■ **Task directions**
Format every row below as a numbered list, skipping blank lines. Exclude the pictures from the output.

Photo-based point labeling data
....................

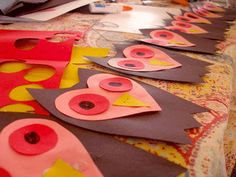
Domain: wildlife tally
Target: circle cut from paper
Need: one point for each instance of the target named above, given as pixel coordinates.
(33, 139)
(89, 104)
(131, 64)
(4, 173)
(116, 84)
(161, 34)
(141, 53)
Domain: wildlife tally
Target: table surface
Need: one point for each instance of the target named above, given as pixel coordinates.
(213, 149)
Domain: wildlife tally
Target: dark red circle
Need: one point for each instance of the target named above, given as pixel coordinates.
(183, 24)
(182, 18)
(142, 53)
(4, 173)
(116, 84)
(33, 139)
(131, 64)
(163, 34)
(89, 104)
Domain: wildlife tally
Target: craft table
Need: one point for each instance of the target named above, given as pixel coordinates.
(213, 149)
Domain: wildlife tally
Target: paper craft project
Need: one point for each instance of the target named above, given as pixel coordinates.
(168, 124)
(16, 76)
(34, 45)
(195, 29)
(76, 152)
(179, 41)
(189, 70)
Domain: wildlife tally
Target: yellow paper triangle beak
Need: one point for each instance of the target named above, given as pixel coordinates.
(128, 100)
(62, 169)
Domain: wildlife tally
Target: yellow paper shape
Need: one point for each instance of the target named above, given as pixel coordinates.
(70, 76)
(62, 169)
(159, 62)
(128, 100)
(78, 54)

....................

■ **Solution to this problem**
1. Domain: wildlife tally
2. Target: circle cut from paper
3. Need: one point for each instance of the target named above, given as pixel coordinates.
4. (33, 139)
5. (89, 104)
6. (131, 64)
7. (4, 173)
8. (116, 84)
9. (161, 34)
10. (141, 53)
11. Domain: wildlife tally
12. Target: table surface
13. Need: one point for each instance of the target named above, given as pixel coordinates.
14. (213, 149)
15. Domain: wildlife tally
16. Target: dark red circle
17. Need: one point for each instance of the target named above, given as pixel coordinates.
18. (183, 24)
19. (182, 18)
20. (142, 53)
21. (4, 173)
22. (116, 84)
23. (33, 139)
24. (131, 64)
25. (163, 34)
26. (89, 104)
27. Domain: wildlife tally
28. Target: craft table
29. Need: one point for each instance of the target named above, given as pixel coordinates.
30. (213, 149)
31. Domain: wildlife tally
32. Target: paper craft project
33. Need: one point for each instance of the target named above, given as pixel coordinates.
34. (168, 124)
35. (16, 76)
36. (34, 45)
37. (195, 29)
38. (76, 152)
39. (179, 41)
40. (189, 70)
41. Domain: wildlife tally
42. Target: yellow paper triangle beak
43. Need: one point for each instance of the target named above, given as pixel coordinates.
44. (128, 100)
45. (62, 169)
46. Domain: wildlife tally
47. Target: yellow paper shape
48. Need: one point for each instance of the target named above, given as pixel coordinates.
49. (70, 76)
50. (62, 169)
51. (159, 62)
52. (128, 100)
53. (78, 54)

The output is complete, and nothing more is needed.